• Yazılı Görevler
1. UİD-DER ile yürüme yazısında “Buradasınız” sözleriyle başlayıp “deyimiyle, helal olsun!” sözleriyle biten kısmı, “Bahtiyarım” yerine “Mutluyum” getirerek yeniden yazın.
2. UİD-DER ile yürüme yazısını kaldığı yerden devam ettirin.

• Okuma Metni

=-=-=

Buradasınız
UİD-DER ile Yürümek
Adana’dan emekli bir işçi

Kardeşlerim, ben emekli bir işçiyim. Bu yıl da UİD-DER’le 1 Mayıs kortejinde yürüdüm. Bahtiyarım. Bir sene ayağım kırıldığından 1 Mayıs’a katılamamıştım. Yaşım itibariyle, onca mitinglere katıldım, başka kortejlerde yürüdüm, ama her defasında UİD-DER beni şaşırttı. Bu yıl da şaşırtmaya devam etti. Aşk olsun. Adanalı deyimiyle, helal olsun!
UİD-DER’le ilk 1 Mayıs’ımda işçi kardeşlerimi görmüştüm dernekte. Derneğimizin yan tarafında depo gibi bir yer vardı. Hani arılar olur ya, çiçeklerini toplayıp kovanlarına geri dönen arılar, işte işçi kardeşlerim de tıpkı bu arılar gibi depoya giriyorlar, çıkıyorlar. Çayımı yudumlarken hayran ve meraklı gözlerle, onları sürekli izlemiştim. Ne yaptıklarını biliyorlar. Daha işin en başında bu hazırlıklar bende coşku ve hayranlık uyandırmıştı. Dernekten aşağıya indiğimde otobüslerin etrafında kalabalıkları görmüştüm, bu kalabalık, çok kısa bir süre içinde gelincik tarlasına dönüşüyordu UİD-DER önlükleriyle. Kırmızı şapka ve önlük önemlidir. Rastgele verilmez. Yerlere atılmış bulamaz ve göremezsiniz. Oysa ben yerlerde başka kurumlara ait çokça şapka, önlük, flama görmüşümdür örneğin. Bu tutum, “evet, yapmak lazım, doğrusu bu” deyip geçiştirilecek bir durum değildir. Öyle demekle başarılacak bir iş de değildir. UİD-DER işçilerin mücadele örgütüdür. Bu konuda da örgütlüdür, işçileri bu konuda da bilinçlendirerek örgütler. Yapılması gerekeni yapar. Yapılması gereken bir işi ertelemez, planlar, hayata geçirir. Önlüğü, şapkayı kim dağıtır, kim geri toplar, bunlar kimlere verilir, önceden bellidir. Yani her iş planlıdır, örgütlüdür.

=-=-=

• Veri Bölümü
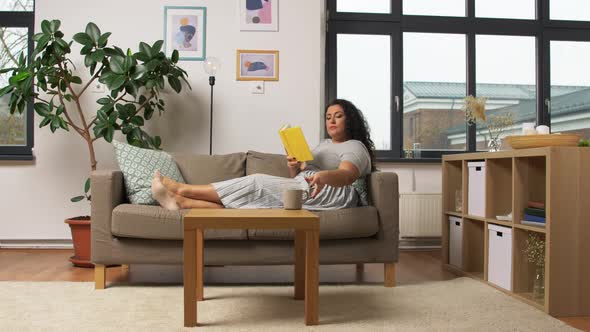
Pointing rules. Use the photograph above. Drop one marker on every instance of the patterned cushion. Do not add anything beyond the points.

=-=-=

• Sıralı Çıktılar
1.
Buradasınız
UİD-DER ile Yürümek
Adana’dan emekli bir işçi

Kardeşlerim, ben emekli bir işçiyim. Bu yıl da UİD-DER’le 1 Mayıs kortejinde yürüdüm. Mutluyum. Bir sene ayağım kırıldığından 1 Mayıs’a katılamamıştım. Yaşım itibariyle, onca mitinglere katıldım, başka kortejlerde yürüdüm, ama her defasında UİD-DER beni şaşırttı. Bu yıl da şaşırtmaya devam etti. Aşk olsun. Adanalı deyimiyle, helal olsun!

2.
Otobüslere binildiğinde orada da örgütlü bir işçi davranışı görürsünüz. Konuşmalar yapılır, mitingde atılacak sloganlar ilk önce otobüslerde haykırılıp çalışılır, aramıza yeni katılan arkadaşlara öğretilir. Kortej düzenimiz, gün boyunca nasıl hareket edeceğimiz ve nasıl geri döneceğimiz hakkında bilgi verilir. Marşlar birlikte söylenir. 1 Mayıs korteji sanki otobüslerin içindedir. 1 Mayıs’ı yaşarsınız.
Beni şaşırtan önemli gördüğüm bir şeyi daha paylaşmalıyım. Yıllar önce yine 1 Mayıs kortejindeydim. UİD-DER, kırmızı şapka ve önlükle gelincik tarlası olmuş sloganlarıyla yürüyordu. Bizim kortejin az ilerisinde bir kavga başladığını ve ortalığın karıştığını gördüm. Görevli arkadaşlarımız hızla harekete geçti, zincir oluşturarak korteji korudu ve dağılmasını engelledi. 1 Mayıs’la ilgisi olmayan bu kargaşa geçtiğinde kortejimiz yine hiç bozulmadan hızla eski düzenini aldı. Kırmızı şapka ve önlükler bir nehir gibi akıp yollarına devam ettiler. Bu kargaşa ortamında, UİD-DER kortejimizi yönlendiren arkadaşlarımızın basiretini ve sağlam duruşlarını gördüm. Görevli arkadaşlarımızın dikkat ve uyumunu gördüm. UİD-DER’le 1 Mayıs’a katılan işçilerin yönlendirmeler sayesinde işçi sınıfına yaraşan bir kortej düzenini gönüllü bir biçimde benimsediklerini gördüm. Bu müthiş bir şeydi.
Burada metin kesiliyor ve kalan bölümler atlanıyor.